Exercise brief:
Line by line, reproduce the records exactly.

Source information:

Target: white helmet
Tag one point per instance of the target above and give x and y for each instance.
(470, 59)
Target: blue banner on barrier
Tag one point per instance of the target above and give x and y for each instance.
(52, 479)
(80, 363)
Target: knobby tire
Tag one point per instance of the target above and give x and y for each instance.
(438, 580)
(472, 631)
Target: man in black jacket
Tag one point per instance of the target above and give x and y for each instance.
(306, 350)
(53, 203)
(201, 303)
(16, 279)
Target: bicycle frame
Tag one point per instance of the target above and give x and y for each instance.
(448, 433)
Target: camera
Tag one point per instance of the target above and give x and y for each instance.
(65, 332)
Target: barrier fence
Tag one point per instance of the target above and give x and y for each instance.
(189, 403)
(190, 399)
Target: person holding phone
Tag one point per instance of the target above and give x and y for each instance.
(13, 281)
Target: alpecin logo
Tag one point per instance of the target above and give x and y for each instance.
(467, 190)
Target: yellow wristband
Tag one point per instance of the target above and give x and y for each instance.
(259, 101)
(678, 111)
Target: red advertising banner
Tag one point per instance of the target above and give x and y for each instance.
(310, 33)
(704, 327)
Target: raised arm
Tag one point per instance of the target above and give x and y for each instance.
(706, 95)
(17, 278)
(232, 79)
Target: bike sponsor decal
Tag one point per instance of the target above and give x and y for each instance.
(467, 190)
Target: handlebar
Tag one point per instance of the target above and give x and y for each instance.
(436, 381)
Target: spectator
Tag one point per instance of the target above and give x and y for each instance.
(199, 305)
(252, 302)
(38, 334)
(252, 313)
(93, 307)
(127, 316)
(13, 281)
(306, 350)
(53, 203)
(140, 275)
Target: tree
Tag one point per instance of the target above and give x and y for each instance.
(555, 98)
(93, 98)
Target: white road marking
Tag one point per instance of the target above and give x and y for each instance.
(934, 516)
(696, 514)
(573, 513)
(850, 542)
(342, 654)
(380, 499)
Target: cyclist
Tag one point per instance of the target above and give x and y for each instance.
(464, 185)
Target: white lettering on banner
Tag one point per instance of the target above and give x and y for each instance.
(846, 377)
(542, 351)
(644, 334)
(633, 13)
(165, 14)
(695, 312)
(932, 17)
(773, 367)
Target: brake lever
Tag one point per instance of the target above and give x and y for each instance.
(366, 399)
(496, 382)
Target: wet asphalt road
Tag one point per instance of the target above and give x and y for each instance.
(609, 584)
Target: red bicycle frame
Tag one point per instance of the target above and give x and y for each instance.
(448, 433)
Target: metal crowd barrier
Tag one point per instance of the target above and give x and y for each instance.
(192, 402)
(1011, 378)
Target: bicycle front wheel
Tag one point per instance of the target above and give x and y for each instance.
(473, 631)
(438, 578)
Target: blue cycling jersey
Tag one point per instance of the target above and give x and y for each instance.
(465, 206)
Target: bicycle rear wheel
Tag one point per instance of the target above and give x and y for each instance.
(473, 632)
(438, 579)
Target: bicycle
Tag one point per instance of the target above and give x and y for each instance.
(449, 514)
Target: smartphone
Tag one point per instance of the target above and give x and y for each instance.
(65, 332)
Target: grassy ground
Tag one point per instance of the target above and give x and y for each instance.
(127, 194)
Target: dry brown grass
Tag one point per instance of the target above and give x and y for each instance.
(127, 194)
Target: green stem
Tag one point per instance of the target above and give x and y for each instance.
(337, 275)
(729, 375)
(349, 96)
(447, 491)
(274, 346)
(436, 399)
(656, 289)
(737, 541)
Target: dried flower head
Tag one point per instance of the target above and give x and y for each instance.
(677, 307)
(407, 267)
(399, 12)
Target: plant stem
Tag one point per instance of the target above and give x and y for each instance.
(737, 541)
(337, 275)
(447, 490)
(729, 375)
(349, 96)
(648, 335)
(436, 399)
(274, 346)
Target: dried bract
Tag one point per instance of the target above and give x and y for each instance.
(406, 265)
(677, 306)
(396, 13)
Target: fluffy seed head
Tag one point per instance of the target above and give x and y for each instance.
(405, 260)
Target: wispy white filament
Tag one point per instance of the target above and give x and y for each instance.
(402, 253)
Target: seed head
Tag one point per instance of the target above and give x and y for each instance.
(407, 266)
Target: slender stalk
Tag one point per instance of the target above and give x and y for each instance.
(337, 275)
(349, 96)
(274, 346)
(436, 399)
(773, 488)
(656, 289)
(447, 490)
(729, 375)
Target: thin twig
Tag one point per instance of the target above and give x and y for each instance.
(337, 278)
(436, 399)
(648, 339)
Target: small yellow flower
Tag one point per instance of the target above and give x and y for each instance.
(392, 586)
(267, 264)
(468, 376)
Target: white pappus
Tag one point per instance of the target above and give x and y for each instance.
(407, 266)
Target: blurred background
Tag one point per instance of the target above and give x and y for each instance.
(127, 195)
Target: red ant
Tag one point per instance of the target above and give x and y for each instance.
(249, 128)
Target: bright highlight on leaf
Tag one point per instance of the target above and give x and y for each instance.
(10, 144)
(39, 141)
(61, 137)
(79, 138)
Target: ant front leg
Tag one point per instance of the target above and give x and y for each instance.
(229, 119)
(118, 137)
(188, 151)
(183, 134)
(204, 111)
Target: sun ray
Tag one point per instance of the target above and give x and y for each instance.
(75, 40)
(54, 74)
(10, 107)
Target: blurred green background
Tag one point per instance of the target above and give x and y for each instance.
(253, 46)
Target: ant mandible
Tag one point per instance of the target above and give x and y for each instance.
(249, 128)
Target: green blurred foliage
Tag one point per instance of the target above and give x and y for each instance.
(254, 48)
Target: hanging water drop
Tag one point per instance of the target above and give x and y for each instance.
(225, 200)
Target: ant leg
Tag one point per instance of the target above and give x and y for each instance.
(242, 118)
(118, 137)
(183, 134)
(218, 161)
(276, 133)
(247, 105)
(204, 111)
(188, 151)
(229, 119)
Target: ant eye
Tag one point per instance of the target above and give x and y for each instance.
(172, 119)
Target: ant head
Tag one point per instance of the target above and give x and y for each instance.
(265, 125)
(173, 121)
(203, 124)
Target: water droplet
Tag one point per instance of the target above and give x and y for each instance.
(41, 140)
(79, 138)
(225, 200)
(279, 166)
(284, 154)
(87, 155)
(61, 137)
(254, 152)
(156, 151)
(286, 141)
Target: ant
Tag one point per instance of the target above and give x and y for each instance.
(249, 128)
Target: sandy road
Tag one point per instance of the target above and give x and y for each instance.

Written reply:
Target: white helmet
Tag one point per instance of the target above and give x and y for each instance.
(470, 59)
Target: blue banner on barrier
Tag one point per instance of the target above and give x and y for each instance.
(52, 479)
(80, 363)
Target: knobby tire
Tag one point per instance of the target above and give x and y for each instance.
(438, 580)
(472, 631)
Target: man in black jacket
Tag one point per instance of the target above and give x and y for each instance.
(306, 350)
(53, 203)
(201, 303)
(16, 279)
Target: bicycle frame
Tag one point per instance of the target above and give x and y for each instance.
(448, 433)
Target: camera
Tag one point per instance of the target above and give x and y for each instance.
(65, 332)
Target: barrier fence
Tag one point per instance of the target above and give x and y for each instance.
(189, 403)
(190, 399)
Target: person holding phone
Tag one point per instance of the target above and give x and y for each instance.
(13, 281)
Target: alpecin logo
Tag one point per instance of the target above and give x and y for each instance.
(467, 190)
Target: yellow wristband
Tag one point per instance of the target above and give x and y for each instance.
(259, 101)
(678, 111)
Target: red advertising banner
Tag one point per instance of the target above and give x and y for each instance.
(310, 33)
(704, 327)
Target: raised arm
Tag one point per instance of the target above and give x and y for each instance.
(706, 95)
(17, 278)
(232, 79)
Target: bike sponsor decal
Tag one point per instance of the target above and give x and y for each instance.
(467, 190)
Target: handlebar
Tag one point per instance of the target above and give x and y for each instance.
(436, 381)
Target: spectator
Tag one point per instance of the target above and give x and y for each instance.
(199, 305)
(252, 302)
(38, 334)
(252, 313)
(93, 307)
(127, 316)
(13, 281)
(306, 350)
(53, 203)
(140, 275)
Target: tree
Tag one point per instance of the target above and give x and y for each instance.
(555, 98)
(93, 98)
Target: white road marking
Tag one point per instance of the target above and give x and y for each instance.
(934, 516)
(696, 514)
(573, 513)
(850, 542)
(342, 654)
(380, 499)
Target: cyclist
Tag one point per instance of the target above and give x and y for each instance.
(464, 185)
Target: white lettering on banner
Tag one point per instance of the target above and give x and y for each instance.
(846, 377)
(542, 351)
(644, 334)
(633, 13)
(165, 14)
(695, 312)
(932, 17)
(773, 367)
Target: brake lever
Tag one point per instance of the target above and give x and y for each instance.
(366, 399)
(496, 382)
Target: wet asphalt road
Tag one point per instance of the target above and give x and y for each instance.
(609, 584)
Target: red bicycle frame
Tag one point per instance of the target above and give x and y for each instance.
(448, 433)
Target: metal crowd barrier
Tag one point per instance of the target above and give x and y for each instance.
(192, 402)
(1011, 378)
Target: bicycle front wheel
Tag one point per instance of the target above and give x and y for each instance.
(473, 631)
(438, 578)
Target: blue cycling jersey
Tag one point per instance of the target above and give x and y for each instance.
(465, 206)
Target: bicycle rear wheel
Tag one point per instance of the target above and give x and y for each instance.
(473, 632)
(438, 579)
Target: bicycle
Tag one point per instance of the target above and give x and y for each instance.
(449, 514)
Target: smartphone
Tag one point per instance of the target above and give x and y for each instance.
(65, 332)
Target: grassy ground
Tag one point per instance of the target above and give x and y for each instance.
(127, 194)
Target: dry brown grass
Tag one point per instance of the target above and give x and y for each instance.
(127, 194)
Target: green stem
Tag one point per instance of the target above and give x and y for each instance.
(337, 275)
(729, 375)
(349, 96)
(447, 491)
(274, 346)
(436, 399)
(656, 289)
(737, 541)
Target: dried flower head
Tag one point per instance of the target above and give x and y for each instance.
(677, 307)
(407, 267)
(399, 12)
Target: plant stem
Tag one point per instance of the target above and give x and y for each instance.
(737, 541)
(337, 275)
(447, 490)
(729, 375)
(349, 96)
(648, 335)
(436, 399)
(274, 346)
Target: dried bract
Tag one point per instance of the target above and give x and y for each instance.
(406, 265)
(677, 306)
(396, 13)
Target: fluffy seed head
Tag one point per instance of the target above and give x and y for each instance.
(405, 260)
Target: wispy white filament
Tag one point per instance of the target above and give x and y for each instance.
(402, 253)
Target: seed head
Tag one point per instance of the target above and give x and y for each instance.
(407, 266)
Target: slender stalk
Tag one point per instance of the target above and give x and y for each instance.
(337, 275)
(349, 96)
(274, 346)
(436, 399)
(773, 488)
(656, 289)
(447, 490)
(729, 375)
Target: thin twig
Tag one point per instance of the target above and give x and y for each instance.
(337, 278)
(436, 399)
(648, 339)
Target: small yellow flower
Tag one point per instance of the target above and give x and y for each instance.
(392, 586)
(267, 264)
(468, 376)
Target: white pappus
Tag one point per instance of the target above and give x and y for each instance.
(407, 266)
Target: blurred background
Tag one point per instance of the target above and give x and y for each instance.
(127, 195)
Target: red ant
Tag one point per instance of the target above and give x and y for each instance.
(249, 128)
Target: bright highlight on leaf
Tag one point per instance of the target above and give x and y for each instance.
(10, 144)
(39, 141)
(61, 137)
(79, 138)
Target: ant front leg
Tag one point per instance of the target above and give x and y for each instance.
(229, 119)
(118, 137)
(188, 151)
(183, 134)
(204, 111)
Target: sun ray
Tag one point per instance of the target above and give x and y for each instance.
(75, 40)
(54, 74)
(10, 107)
Target: blurred green background
Tag one point per instance of the target above and give x and y for each instance.
(253, 46)
Target: ant mandible
Tag one point per instance of the target above and give x and y for each instance.
(249, 128)
Target: green blurred foliage
Tag one point per instance of the target above and give x and y for each instance.
(254, 48)
Target: hanging water drop
Tag one point per instance of the target above and give x and y for each instance.
(225, 200)
Target: ant leg
Tag one point per instance of the target above and give x and y for each instance.
(242, 118)
(118, 137)
(183, 134)
(218, 161)
(276, 133)
(247, 105)
(204, 111)
(188, 151)
(229, 119)
Target: ant eye
Tag one point per instance of the target above and give x and y for each instance.
(172, 119)
Target: ant head
Tag one point per instance of the target above and give x and y for each instance.
(265, 125)
(173, 121)
(203, 124)
Target: water droplet
Tag one point per instance of the target above and give x and y for each instance.
(41, 140)
(79, 138)
(225, 200)
(279, 166)
(284, 154)
(87, 155)
(61, 137)
(254, 152)
(156, 151)
(286, 141)
Target: ant
Tag one point per instance of the target above and give x and y for each instance.
(249, 128)
Target: sandy road
Tag one point per instance of the target above and give x and y for each instance.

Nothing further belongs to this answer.